→ **EXERCISE INSTRUCTIONS**
Beginning with the line that contains "rough mask: <svg" in the material below, print each line exactly until the line that contains "</instance>" has been printed, then stop.

Start of PROVIDED DATA

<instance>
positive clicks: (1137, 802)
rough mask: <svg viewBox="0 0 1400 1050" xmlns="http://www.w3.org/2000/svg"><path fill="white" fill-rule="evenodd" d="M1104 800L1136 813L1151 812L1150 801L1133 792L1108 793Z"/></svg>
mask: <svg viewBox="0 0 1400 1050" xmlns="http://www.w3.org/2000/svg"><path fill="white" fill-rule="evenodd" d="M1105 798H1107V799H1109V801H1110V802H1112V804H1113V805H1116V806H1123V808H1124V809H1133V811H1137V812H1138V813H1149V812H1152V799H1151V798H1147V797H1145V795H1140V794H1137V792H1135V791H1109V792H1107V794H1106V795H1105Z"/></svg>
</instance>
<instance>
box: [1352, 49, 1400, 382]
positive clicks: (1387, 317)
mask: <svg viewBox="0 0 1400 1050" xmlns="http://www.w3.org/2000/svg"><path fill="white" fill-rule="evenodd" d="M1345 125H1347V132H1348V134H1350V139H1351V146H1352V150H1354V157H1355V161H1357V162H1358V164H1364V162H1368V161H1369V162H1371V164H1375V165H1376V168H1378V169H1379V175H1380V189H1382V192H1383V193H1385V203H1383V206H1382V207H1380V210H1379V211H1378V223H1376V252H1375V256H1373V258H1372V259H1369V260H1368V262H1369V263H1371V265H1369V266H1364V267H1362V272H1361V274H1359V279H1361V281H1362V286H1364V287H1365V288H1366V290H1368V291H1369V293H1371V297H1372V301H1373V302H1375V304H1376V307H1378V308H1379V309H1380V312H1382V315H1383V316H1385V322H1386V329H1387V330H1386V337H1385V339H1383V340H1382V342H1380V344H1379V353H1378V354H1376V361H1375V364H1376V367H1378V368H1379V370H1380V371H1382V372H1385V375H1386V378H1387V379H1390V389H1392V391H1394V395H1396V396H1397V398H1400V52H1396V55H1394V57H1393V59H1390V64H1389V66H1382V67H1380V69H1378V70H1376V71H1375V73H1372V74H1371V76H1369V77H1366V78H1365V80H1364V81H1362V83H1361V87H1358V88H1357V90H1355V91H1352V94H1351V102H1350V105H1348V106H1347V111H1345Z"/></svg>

End of PROVIDED DATA

→ **REPLY TO THE TASK**
rough mask: <svg viewBox="0 0 1400 1050" xmlns="http://www.w3.org/2000/svg"><path fill="white" fill-rule="evenodd" d="M1104 800L1136 813L1151 812L1150 801L1133 792L1108 793Z"/></svg>
mask: <svg viewBox="0 0 1400 1050" xmlns="http://www.w3.org/2000/svg"><path fill="white" fill-rule="evenodd" d="M1105 798H1107V799H1109V801H1110V802H1112V804H1113V805H1116V806H1123V808H1124V809H1133V811H1137V812H1138V813H1149V812H1152V799H1151V798H1147V797H1145V795H1140V794H1137V792H1135V791H1109V792H1107V794H1106V795H1105Z"/></svg>
</instance>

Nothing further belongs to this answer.